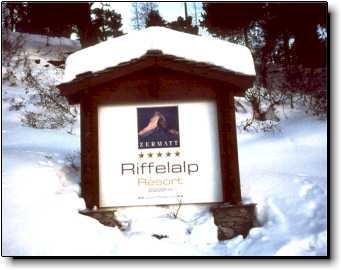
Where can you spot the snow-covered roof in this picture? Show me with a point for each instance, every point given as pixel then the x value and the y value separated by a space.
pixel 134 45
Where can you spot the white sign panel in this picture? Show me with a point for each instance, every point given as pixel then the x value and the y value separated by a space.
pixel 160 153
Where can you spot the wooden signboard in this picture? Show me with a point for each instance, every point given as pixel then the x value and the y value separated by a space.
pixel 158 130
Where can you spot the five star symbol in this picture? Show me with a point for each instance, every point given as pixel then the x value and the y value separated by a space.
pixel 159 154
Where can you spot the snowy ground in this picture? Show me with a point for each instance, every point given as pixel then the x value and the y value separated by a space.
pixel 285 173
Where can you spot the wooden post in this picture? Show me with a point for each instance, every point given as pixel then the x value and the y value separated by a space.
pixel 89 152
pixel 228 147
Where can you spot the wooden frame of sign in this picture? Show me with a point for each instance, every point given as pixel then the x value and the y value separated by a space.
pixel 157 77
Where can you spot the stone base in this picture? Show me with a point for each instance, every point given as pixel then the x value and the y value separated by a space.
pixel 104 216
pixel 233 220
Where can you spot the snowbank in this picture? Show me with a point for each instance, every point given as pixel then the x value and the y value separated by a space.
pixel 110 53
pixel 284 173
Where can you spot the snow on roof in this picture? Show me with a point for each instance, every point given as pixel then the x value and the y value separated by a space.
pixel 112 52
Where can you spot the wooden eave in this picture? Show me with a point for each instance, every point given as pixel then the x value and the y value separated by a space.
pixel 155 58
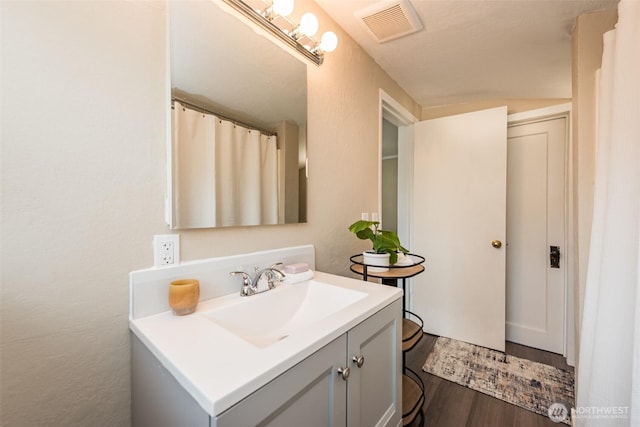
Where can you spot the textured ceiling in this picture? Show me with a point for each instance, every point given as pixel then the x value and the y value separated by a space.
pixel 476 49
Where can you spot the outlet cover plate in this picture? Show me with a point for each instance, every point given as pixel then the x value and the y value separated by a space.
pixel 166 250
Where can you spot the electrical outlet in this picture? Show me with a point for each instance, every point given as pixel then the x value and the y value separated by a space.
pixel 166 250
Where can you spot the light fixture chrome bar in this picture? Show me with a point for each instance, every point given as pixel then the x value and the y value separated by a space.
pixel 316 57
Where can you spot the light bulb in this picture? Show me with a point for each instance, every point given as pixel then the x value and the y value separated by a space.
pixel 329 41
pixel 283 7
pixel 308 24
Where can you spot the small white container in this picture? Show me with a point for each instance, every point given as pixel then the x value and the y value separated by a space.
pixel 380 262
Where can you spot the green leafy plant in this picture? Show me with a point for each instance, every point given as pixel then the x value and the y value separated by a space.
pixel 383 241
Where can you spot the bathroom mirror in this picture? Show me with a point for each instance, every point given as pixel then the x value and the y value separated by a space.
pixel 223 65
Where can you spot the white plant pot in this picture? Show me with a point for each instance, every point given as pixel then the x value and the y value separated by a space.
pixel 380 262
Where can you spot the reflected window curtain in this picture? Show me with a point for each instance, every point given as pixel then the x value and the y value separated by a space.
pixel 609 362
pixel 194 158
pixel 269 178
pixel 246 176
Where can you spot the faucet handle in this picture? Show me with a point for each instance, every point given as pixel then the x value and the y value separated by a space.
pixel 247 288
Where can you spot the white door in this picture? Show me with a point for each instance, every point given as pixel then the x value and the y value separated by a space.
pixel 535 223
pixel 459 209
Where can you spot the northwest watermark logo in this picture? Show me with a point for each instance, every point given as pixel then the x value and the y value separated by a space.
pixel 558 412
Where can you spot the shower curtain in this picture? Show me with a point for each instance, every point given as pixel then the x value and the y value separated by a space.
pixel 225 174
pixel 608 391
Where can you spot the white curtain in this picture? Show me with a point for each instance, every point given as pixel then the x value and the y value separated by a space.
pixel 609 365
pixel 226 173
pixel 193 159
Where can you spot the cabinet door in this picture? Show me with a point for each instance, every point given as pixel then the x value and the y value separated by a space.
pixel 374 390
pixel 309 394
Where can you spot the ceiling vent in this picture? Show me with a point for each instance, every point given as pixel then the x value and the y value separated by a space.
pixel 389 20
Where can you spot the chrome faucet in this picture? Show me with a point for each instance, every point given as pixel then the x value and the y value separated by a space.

=-=-=

__BRIEF__
The whole listing above needs to be copied exactly; please keep the pictures out.

__EXERCISE SOLUTION__
Where can you spot the snow-covered roof in this picture? Show me with a point for each instance, every point given as pixel then the x value and the y value separated by a space.
pixel 134 45
Where can you spot the white sign panel in this picture? Show me with a point for each instance, every point given as pixel then the x value and the y value separated by a space.
pixel 160 153
Where can you spot the wooden signboard in this picture? Show me with a point for each instance, every point given as pixel then the x value and the y value separated by a space.
pixel 158 130
Where can you spot the five star symbol in this picture? Show me with a point for each instance, every point given as pixel then the x value and the y value separated by a space.
pixel 159 154
Where can you spot the snowy ground in this picture? Show me with a point for each instance, every point given as pixel then the x value and the y value separated by a space.
pixel 285 173
Where can you spot the wooden post in this picture? Show me with a point for each instance, every point given as pixel then the x value and the y value separated by a space.
pixel 89 152
pixel 228 147
Where can you spot the wooden frame of sign in this picture? Show me with a point for each instance, every point given as pixel then the x value and the y value separated by a space.
pixel 157 77
Where can you spot the stone base in this picture? Show me with a point for each instance, every point given as pixel then the x value and the y value separated by a space.
pixel 104 216
pixel 233 220
Where can you spot the snowbank in this picture? Show me with a point for each instance, every point given as pixel then the x value and the y value separated by a space.
pixel 110 53
pixel 284 173
Where can you spot the snow on roof in this picture? Show me with a point for each instance, every point given as pixel then the x value and the y value separated by a space.
pixel 112 52
Where can you spot the wooden eave in this picture? Show me with a point for each instance, every point given as pixel then the x value and the y value separated by a space.
pixel 155 58
Where can you spot the textured ceiling in this picture? Show me with a point for each instance, every point given as pixel then the x value and the y value separated by a space.
pixel 476 49
Where can you spot the outlet cover plate in this picture? Show me with a point for each instance, every point given as pixel then the x value and the y value separated by a space.
pixel 166 250
Where can you spot the electrical outlet in this picture? Show me with a point for each instance, every point given as pixel then the x value and the y value separated by a space.
pixel 166 250
Where can you spot the light fixture chrome bar in this picture? Show me with a point for each instance, every point given as pixel then the x value and the y value separated by a space.
pixel 316 57
Where can you spot the light bulb in this picture? Show me with a point for each instance, every point given as pixel then the x value and the y value separated by a space.
pixel 329 41
pixel 283 7
pixel 308 24
Where can you spot the small white container in this picture? Show me with a point for each instance, every point given as pixel then the x value and the y value separated by a space.
pixel 380 262
Where can you spot the green leafy plant in this picture? Show me with a point for each instance, every point given as pixel then the x value and the y value separated by a space.
pixel 383 241
Where can you spot the bathroom mirror in this picture? Show me with a point for each instance, every point given as pixel then the x value and the y value separated by a space.
pixel 223 65
Where can you spot the white plant pot in this picture? Show me with a point for each instance, every point given as pixel then the x value and the y value separated by a space.
pixel 380 262
Where can you spot the reflected window curtain in this picture? Show me with a point for each instance, every point given as pixel then the x value and the y value separated by a space.
pixel 609 362
pixel 194 158
pixel 269 178
pixel 246 176
Where can you spot the faucet handle in this picture? Show me with a point for each instance, every point given as pixel then the x value and the y value separated by a space.
pixel 247 288
Where can you spot the white door in this picture? Show me with a point for each instance, every point given as pixel then the x value and the y value separated by a space.
pixel 535 223
pixel 459 209
Where can you spot the northwest watermark logo in this picture? Show me with a point for each instance, every point given as pixel then the x value and the y value separated by a space.
pixel 558 412
Where can you spot the shower curtain in this picture? Show me with a point for each instance, every point given as pixel then the x value and the y value separated by a space.
pixel 225 174
pixel 608 391
Where can you spot the white curtain in this picture? Show me with a point for each instance, every point given as pixel then the x value and the y value separated by a space.
pixel 609 365
pixel 226 173
pixel 193 159
Where can you spot the cabinet door in this picture? Show me with a point for each instance, every point given as pixel then the x value and the y value separated by a space.
pixel 374 390
pixel 309 394
Where can you spot the ceiling vent in this picture? Show me with a point for each instance, every point given as pixel then the x value and the y value separated by a space.
pixel 389 20
Where can you spot the chrome faucet in this picture? Show me with a point for each instance, every point given as pixel then the x value and the y value separated by a space.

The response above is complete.